# Problem requirements
Please repeat the line that contains "point: mountain range" and every line after it, exactly, through the end of the records.

---------------

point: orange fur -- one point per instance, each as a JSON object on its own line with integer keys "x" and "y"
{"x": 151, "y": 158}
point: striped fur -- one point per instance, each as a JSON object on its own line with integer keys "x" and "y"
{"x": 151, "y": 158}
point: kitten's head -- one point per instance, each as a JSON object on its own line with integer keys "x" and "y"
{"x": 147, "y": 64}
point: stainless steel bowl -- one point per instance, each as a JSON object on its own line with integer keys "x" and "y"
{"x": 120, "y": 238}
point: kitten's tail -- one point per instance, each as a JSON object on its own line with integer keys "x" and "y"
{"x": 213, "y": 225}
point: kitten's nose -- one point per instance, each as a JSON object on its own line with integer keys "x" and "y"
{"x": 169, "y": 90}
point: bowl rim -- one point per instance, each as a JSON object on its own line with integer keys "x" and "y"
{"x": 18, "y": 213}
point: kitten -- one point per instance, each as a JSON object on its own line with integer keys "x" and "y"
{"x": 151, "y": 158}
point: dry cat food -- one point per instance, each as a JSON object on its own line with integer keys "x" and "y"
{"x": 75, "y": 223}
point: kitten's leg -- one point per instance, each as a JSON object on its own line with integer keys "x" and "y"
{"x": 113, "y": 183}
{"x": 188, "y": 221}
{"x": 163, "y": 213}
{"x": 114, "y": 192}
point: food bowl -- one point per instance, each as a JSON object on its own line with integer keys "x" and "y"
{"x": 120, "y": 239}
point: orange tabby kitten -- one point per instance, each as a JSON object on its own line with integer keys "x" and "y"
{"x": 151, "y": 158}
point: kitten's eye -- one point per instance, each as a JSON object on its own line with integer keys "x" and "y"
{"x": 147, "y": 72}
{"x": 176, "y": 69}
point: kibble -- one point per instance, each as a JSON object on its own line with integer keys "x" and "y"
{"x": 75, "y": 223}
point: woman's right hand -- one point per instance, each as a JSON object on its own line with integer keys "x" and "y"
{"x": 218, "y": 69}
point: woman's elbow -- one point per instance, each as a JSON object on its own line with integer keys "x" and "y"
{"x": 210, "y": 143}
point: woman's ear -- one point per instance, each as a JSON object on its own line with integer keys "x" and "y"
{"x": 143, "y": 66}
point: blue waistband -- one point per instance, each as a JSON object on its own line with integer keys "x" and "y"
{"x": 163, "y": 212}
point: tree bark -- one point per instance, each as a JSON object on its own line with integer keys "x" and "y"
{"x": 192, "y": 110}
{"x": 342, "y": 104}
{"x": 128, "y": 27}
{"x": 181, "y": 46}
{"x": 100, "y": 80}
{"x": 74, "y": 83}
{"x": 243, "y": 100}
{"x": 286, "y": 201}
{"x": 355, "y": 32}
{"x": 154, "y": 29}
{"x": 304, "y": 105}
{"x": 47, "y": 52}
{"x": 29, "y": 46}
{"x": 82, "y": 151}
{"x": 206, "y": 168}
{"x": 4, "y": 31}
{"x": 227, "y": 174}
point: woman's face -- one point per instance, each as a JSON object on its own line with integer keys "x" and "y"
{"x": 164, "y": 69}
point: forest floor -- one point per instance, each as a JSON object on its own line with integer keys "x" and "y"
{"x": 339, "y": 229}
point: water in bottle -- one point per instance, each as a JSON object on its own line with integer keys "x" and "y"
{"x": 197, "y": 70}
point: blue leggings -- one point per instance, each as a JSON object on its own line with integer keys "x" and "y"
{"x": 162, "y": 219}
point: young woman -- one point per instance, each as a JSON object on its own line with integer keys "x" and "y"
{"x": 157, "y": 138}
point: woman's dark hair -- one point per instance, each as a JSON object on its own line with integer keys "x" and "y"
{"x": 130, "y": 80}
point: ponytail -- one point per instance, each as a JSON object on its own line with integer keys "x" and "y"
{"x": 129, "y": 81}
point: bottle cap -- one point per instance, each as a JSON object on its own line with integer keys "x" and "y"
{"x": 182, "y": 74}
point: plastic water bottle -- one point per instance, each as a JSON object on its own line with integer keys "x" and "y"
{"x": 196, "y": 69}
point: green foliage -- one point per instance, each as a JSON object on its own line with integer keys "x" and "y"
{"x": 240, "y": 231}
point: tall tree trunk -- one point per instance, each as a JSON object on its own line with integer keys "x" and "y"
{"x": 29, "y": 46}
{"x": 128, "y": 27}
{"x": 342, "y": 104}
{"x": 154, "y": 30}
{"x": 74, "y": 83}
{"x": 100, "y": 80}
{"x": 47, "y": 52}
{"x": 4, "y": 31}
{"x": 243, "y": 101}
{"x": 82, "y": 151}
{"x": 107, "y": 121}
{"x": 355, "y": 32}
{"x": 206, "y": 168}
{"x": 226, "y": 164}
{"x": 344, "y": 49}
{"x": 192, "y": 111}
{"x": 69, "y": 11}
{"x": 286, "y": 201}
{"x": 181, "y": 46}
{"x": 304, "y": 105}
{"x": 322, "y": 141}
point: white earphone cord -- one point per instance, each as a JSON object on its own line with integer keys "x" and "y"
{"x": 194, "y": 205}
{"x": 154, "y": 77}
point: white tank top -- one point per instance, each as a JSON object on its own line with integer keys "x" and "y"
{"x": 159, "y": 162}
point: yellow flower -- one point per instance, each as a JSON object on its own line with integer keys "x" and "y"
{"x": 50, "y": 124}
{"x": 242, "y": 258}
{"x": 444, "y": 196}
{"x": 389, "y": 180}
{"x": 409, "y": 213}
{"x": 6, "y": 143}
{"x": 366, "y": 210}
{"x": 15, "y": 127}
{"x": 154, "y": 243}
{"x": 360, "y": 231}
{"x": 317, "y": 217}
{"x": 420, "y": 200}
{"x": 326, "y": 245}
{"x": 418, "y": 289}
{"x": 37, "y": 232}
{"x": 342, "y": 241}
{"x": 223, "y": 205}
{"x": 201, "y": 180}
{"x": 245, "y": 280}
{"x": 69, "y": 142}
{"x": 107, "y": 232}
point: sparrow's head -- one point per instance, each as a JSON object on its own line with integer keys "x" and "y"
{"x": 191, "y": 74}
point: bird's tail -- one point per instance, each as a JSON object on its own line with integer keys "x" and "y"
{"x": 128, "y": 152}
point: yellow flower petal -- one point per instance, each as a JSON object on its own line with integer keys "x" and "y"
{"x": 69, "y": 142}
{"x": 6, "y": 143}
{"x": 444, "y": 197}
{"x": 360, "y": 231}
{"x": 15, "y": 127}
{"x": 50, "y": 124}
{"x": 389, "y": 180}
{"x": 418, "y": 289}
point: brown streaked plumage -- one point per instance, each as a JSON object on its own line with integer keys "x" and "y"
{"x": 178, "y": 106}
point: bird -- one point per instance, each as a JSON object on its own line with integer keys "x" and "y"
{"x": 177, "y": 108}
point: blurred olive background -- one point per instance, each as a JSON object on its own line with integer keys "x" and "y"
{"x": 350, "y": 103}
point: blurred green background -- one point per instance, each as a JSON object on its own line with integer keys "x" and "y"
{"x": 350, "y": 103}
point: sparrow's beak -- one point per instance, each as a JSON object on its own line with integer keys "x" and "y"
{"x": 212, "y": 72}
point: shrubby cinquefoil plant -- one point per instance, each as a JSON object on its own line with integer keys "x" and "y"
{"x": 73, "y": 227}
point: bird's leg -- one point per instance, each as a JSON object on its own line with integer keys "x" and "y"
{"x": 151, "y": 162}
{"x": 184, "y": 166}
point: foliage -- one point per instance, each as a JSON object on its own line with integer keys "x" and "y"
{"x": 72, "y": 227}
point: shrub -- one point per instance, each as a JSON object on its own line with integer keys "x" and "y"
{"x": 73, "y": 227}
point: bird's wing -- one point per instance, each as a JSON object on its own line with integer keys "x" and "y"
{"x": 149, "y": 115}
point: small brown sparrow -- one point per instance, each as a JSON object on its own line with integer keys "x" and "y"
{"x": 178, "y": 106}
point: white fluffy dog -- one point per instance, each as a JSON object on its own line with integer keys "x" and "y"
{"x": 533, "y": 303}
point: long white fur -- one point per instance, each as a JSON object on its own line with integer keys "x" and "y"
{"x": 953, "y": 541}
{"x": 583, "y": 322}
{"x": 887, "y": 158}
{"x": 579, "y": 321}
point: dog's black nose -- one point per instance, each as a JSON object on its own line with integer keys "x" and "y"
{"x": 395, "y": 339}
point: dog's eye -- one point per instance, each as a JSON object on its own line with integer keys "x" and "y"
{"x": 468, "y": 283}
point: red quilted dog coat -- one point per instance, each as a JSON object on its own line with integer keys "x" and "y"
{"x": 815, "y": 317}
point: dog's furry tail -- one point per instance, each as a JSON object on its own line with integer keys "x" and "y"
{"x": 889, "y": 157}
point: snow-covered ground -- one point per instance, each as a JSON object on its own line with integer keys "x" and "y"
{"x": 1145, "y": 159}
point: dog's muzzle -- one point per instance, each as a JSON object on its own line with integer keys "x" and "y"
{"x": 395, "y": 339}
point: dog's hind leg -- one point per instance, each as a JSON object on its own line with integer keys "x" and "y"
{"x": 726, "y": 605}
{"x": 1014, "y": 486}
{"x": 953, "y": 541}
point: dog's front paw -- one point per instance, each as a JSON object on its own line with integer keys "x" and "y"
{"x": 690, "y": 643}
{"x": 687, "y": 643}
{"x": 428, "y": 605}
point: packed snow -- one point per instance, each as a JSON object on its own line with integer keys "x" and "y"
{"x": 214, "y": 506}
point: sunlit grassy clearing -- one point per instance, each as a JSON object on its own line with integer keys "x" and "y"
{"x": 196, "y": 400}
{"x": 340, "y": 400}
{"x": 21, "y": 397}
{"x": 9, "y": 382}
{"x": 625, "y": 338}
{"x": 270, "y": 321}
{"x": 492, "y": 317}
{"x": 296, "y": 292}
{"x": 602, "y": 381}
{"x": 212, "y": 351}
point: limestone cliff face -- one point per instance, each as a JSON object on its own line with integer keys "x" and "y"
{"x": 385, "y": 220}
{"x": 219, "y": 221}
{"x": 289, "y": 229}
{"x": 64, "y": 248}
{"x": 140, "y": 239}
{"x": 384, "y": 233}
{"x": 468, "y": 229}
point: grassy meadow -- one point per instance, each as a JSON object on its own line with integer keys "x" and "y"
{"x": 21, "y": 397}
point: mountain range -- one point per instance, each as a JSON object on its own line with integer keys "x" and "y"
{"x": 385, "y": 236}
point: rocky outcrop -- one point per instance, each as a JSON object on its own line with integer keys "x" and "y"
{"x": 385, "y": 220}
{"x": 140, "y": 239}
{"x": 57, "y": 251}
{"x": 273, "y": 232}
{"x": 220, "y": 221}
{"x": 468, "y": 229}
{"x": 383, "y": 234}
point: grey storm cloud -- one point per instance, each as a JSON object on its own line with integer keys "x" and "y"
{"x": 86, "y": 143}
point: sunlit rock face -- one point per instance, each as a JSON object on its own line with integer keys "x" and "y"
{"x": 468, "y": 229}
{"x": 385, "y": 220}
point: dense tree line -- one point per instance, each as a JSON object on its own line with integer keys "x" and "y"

---------------

# Finished exercise
point: mountain range -- one point per instance, each as a JSON object on its own line with integer keys "x" and "y"
{"x": 385, "y": 236}
point: rocky outcrop -- one point per instance, each as a JSON object on its own line with integer keys "x" and "y"
{"x": 385, "y": 220}
{"x": 140, "y": 239}
{"x": 57, "y": 251}
{"x": 273, "y": 232}
{"x": 220, "y": 221}
{"x": 468, "y": 229}
{"x": 383, "y": 234}
point: grey storm cloud -- one point per instance, each as a JSON object on its own line with integer keys "x" and "y"
{"x": 86, "y": 143}
point: sunlit rock face -- one point per instance, each as a JSON object on its own line with integer keys "x" and "y"
{"x": 468, "y": 229}
{"x": 385, "y": 220}
point: dense tree line -- one point per instance, each as a JSON object on its own line with integer keys "x" and "y"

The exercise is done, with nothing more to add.